Data listing:
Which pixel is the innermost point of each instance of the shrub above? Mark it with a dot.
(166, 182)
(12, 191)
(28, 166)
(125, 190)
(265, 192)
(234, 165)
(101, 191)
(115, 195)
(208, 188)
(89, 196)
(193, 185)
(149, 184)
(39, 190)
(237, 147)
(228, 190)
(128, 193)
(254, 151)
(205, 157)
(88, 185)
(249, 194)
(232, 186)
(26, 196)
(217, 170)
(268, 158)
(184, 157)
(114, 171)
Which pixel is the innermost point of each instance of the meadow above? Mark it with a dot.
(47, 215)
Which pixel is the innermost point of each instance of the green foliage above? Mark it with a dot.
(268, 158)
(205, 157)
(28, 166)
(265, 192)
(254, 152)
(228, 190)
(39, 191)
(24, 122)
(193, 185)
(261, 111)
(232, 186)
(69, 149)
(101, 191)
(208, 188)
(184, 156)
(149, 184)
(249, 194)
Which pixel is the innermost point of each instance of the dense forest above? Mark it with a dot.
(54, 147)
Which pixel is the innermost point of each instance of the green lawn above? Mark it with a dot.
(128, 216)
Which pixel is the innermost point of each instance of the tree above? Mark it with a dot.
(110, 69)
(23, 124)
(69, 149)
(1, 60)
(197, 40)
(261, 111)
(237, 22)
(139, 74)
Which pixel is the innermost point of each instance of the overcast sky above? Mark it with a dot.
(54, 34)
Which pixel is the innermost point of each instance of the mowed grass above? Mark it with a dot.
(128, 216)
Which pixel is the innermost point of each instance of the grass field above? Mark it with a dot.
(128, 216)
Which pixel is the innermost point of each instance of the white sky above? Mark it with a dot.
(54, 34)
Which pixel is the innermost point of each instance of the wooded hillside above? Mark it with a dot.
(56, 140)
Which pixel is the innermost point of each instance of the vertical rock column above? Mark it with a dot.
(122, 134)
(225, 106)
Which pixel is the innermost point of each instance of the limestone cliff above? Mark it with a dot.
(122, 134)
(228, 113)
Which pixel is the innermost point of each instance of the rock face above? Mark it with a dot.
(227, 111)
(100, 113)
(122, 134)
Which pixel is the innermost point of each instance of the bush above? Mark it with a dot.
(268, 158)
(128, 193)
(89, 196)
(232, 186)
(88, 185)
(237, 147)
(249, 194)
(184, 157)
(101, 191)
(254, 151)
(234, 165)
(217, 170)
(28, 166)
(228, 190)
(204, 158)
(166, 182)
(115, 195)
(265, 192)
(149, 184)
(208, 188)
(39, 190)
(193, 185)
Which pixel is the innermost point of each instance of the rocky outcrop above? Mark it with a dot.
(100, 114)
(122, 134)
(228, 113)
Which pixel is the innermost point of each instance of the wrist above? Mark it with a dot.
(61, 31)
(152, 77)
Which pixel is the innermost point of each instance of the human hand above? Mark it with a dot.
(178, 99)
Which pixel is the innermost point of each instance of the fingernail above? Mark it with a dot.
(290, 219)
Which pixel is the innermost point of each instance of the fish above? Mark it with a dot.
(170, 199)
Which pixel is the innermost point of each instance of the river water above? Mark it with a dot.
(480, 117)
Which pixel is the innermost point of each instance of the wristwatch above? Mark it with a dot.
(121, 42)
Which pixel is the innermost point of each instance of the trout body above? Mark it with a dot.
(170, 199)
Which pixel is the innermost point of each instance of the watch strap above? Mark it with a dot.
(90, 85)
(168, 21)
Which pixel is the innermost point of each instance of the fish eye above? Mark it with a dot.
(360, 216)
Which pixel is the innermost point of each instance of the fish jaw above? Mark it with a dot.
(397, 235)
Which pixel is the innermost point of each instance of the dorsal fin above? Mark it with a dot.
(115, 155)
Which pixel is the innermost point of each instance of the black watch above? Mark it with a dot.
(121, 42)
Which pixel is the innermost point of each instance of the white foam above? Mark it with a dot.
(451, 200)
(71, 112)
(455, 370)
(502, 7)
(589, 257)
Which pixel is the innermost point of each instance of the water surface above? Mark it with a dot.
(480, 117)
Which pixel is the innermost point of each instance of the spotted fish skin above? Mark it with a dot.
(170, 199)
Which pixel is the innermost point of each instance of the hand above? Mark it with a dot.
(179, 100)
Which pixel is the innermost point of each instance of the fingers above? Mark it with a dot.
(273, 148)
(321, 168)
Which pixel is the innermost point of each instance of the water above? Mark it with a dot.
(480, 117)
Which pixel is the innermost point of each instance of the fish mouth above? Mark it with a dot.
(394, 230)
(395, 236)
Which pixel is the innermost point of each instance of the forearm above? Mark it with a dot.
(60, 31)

■ Exercise task: Return each entry from the material above exactly as it appears.

■ Answer to the task:
Which pixel is the innermost point of each instance of the shrub above? Mark it with a dot.
(166, 182)
(12, 191)
(28, 166)
(125, 190)
(265, 192)
(234, 165)
(101, 191)
(115, 195)
(208, 188)
(89, 196)
(193, 185)
(149, 184)
(39, 190)
(237, 147)
(228, 190)
(128, 193)
(254, 151)
(205, 157)
(88, 185)
(249, 194)
(232, 186)
(26, 196)
(217, 170)
(268, 158)
(184, 157)
(114, 171)
Which pixel is the innermost point of each instance of the meadow above? Mark it with a dot.
(47, 215)
Which pixel is the innermost point of each instance of the green foliage above? Mark it with a dot.
(268, 158)
(205, 157)
(28, 166)
(265, 192)
(254, 152)
(228, 190)
(39, 191)
(24, 122)
(193, 185)
(261, 111)
(232, 186)
(69, 149)
(101, 191)
(208, 188)
(184, 156)
(149, 184)
(249, 194)
Which pixel is the innermost point of each instance of the dense forest above? Mark it with a dot.
(54, 147)
Which pixel is the innermost point of each instance of the green lawn above? Mark it with a dot.
(128, 216)
Which pixel is the innermost point of each instance of the tree above? Mark it with a dot.
(110, 69)
(23, 124)
(69, 149)
(1, 60)
(197, 40)
(261, 111)
(237, 22)
(139, 74)
Which pixel is the innermost point of each instance of the overcast sky above? Mark it with a dot.
(54, 34)
Which pixel is the innermost point of each instance of the mowed grass above? Mark it with a dot.
(128, 216)
Which pixel is the innermost point of each instance of the grass field above? Mark it with a dot.
(128, 216)
Which pixel is the innermost point of each instance of the white sky above? Mark it with a dot.
(54, 34)
Which pixel is the innermost point of each instance of the wooded hillside above? Mark it with a dot.
(56, 140)
Which pixel is the innermost point of each instance of the vertical rock column above? Mark it with a dot.
(122, 134)
(225, 106)
Which pixel is the innermost point of each instance of the limestone cliff above? Mark it with a dot.
(122, 134)
(228, 113)
Which pixel is the innermost point of each instance of the rock face above? Mark it with a dot.
(227, 111)
(100, 113)
(122, 134)
Which pixel is the innermost point of each instance of the bush above? Mark it with a dot.
(268, 158)
(128, 193)
(89, 196)
(232, 186)
(88, 185)
(237, 147)
(249, 194)
(184, 157)
(101, 191)
(254, 151)
(234, 165)
(217, 170)
(28, 166)
(228, 190)
(204, 158)
(166, 182)
(115, 195)
(265, 192)
(149, 184)
(208, 188)
(39, 190)
(193, 185)
Which pixel is the innermost point of each instance of the rocky outcrop above? Mark it with a dot.
(100, 114)
(122, 134)
(228, 113)
Which pixel is the innermost point of each instance of the wrist above? Mark it with a dot.
(61, 31)
(152, 77)
Which pixel is the innermost point of each instance of the human hand above? Mark it with a dot.
(178, 99)
Which pixel is the innermost point of each instance of the fingernail above? Mark it with a dot.
(290, 219)
Which pixel is the innermost point of each instance of the fish above? Mark it with a dot.
(170, 199)
Which pixel is the innermost point of each instance of the river water above? Mark it with a dot.
(480, 117)
Which pixel is the innermost point of each instance of the wristwatch above? Mark it with a dot.
(121, 42)
Which pixel is the innermost point of each instance of the trout body above? Mark it with a dot.
(170, 199)
Which pixel is the innermost point of each instance of the watch strap above? Mark it with a dot.
(90, 85)
(168, 21)
Which pixel is the innermost point of each instance of the fish eye above? Mark it with a dot.
(360, 216)
Which pixel is the innermost point of each instance of the fish jaw above? Mark it with a dot.
(397, 235)
Which pixel is the innermost point of each instance of the dorsal fin above? Mark it with a dot.
(115, 155)
Which pixel is the innermost point of each instance of the black watch above? Mark it with a dot.
(121, 42)
Which pixel is the innermost point of each instance of the white foam above? Mark it with a dot.
(451, 200)
(71, 112)
(455, 370)
(502, 7)
(589, 257)
Which pixel is the innermost point of each instance of the water surface above? Mark it with a dot.
(480, 117)
Which pixel is the innermost point of each instance of the spotted fish skin above? Mark it with a dot.
(170, 199)
Which pixel is the innermost point of each instance of the hand above? Mark it with a dot.
(179, 100)
Which pixel is the innermost point of each instance of the fingers above? Mark it with a dot.
(273, 148)
(321, 168)
Which pixel is the innermost point of each instance of the water above? Mark it with a dot.
(480, 117)
Which pixel is the innermost point of each instance of the fish mouth above? Mark it with a dot.
(394, 230)
(395, 236)
Which pixel is the innermost point of each instance of the forearm above? Mark it with a dot.
(60, 31)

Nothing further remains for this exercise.